What is required: Lay out the lines of the entries as a numbered list, starting with the line that contains "Would you kindly point to the bird's body" and going on through the line that contains "<point>558,261</point>". Leave out any blank lines.

##### Items #####

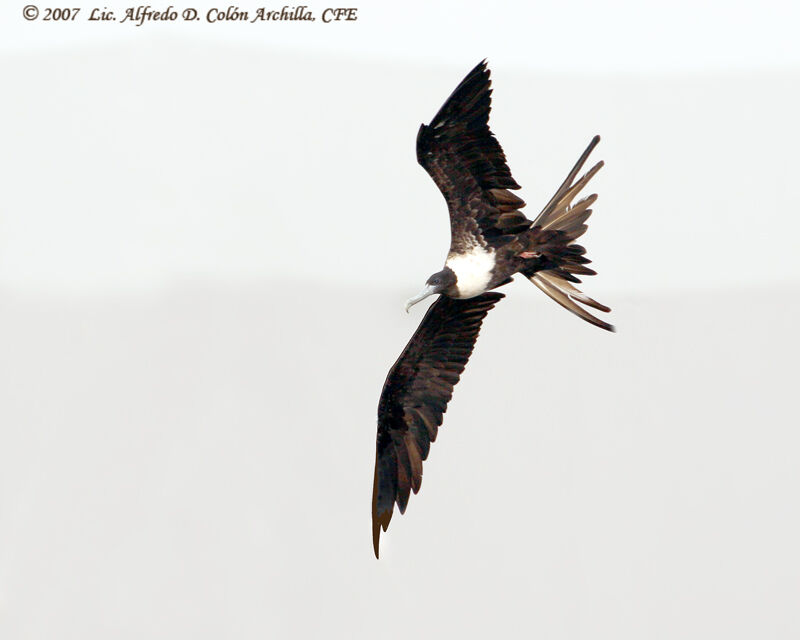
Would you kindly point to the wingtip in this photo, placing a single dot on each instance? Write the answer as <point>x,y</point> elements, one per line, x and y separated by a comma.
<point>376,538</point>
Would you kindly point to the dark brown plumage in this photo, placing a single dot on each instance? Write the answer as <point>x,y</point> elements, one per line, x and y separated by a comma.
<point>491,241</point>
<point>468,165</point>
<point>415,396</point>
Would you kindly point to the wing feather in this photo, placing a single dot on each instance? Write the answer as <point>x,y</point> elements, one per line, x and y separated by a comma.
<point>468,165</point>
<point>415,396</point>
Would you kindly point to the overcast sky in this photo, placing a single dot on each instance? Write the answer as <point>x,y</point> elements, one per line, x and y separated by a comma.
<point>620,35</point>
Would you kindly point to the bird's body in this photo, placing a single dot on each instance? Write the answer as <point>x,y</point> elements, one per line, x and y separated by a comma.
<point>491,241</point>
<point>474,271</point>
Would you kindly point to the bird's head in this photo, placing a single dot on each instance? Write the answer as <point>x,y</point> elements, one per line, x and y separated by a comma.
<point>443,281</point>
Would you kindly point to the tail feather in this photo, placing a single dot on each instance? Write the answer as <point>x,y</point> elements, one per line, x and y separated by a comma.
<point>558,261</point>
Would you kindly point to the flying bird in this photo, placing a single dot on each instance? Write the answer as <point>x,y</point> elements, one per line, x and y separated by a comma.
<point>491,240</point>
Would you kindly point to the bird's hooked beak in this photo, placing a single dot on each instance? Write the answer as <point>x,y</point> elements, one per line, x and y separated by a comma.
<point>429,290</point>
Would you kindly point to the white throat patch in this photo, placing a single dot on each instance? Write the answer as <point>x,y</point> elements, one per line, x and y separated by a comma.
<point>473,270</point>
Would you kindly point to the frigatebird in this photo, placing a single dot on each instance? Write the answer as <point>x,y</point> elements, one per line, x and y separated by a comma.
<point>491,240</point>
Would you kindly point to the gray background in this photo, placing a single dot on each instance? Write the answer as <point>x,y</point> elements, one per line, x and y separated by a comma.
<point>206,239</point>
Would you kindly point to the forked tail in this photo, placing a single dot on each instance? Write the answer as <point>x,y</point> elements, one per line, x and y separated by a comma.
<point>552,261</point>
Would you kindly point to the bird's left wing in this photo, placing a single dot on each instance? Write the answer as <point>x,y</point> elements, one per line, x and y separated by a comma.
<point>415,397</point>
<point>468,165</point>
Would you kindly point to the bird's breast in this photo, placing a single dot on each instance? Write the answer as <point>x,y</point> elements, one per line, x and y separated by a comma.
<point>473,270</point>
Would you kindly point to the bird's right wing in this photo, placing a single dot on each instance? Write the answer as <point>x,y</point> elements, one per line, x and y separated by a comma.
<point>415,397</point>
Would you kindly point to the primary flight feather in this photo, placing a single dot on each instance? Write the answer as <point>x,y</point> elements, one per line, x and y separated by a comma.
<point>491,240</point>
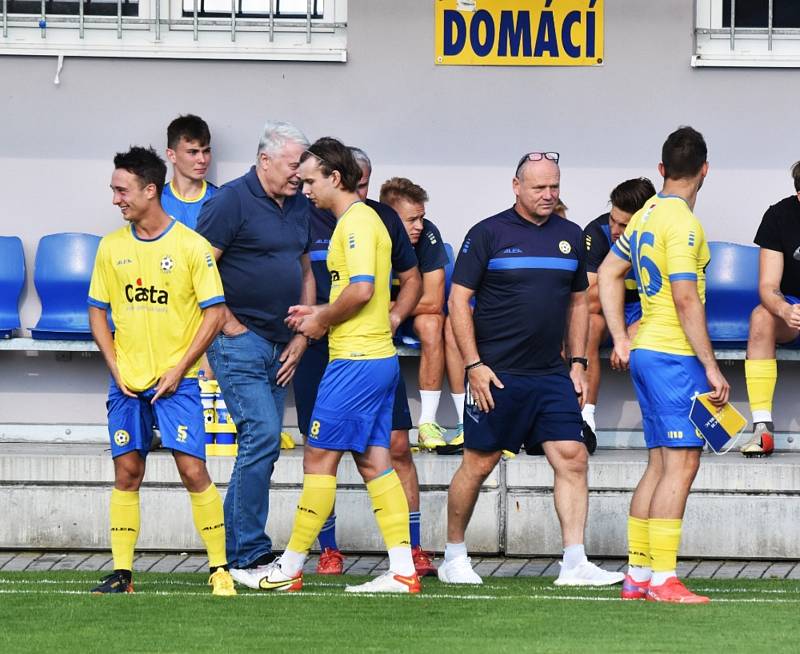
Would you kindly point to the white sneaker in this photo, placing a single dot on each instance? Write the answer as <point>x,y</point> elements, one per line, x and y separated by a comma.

#####

Written reply:
1. Would you kindly point to the bird's body in this photo, placing a single dot on each instance? Write the answer as <point>x,y</point> elements, one per line, x and y separated by a comma.
2. <point>491,241</point>
3. <point>474,271</point>
4. Would you kindly point to the bird's head in this photo, placing a single dot on each instance? Write the answer as <point>x,y</point> elements, one per line, x and y separated by a comma.
5. <point>443,281</point>
6. Would you kindly point to the tail feather in this photo, placing a single dot on each instance? Write the answer as <point>x,y</point> elements, one per line, x and y separated by a comma.
7. <point>558,261</point>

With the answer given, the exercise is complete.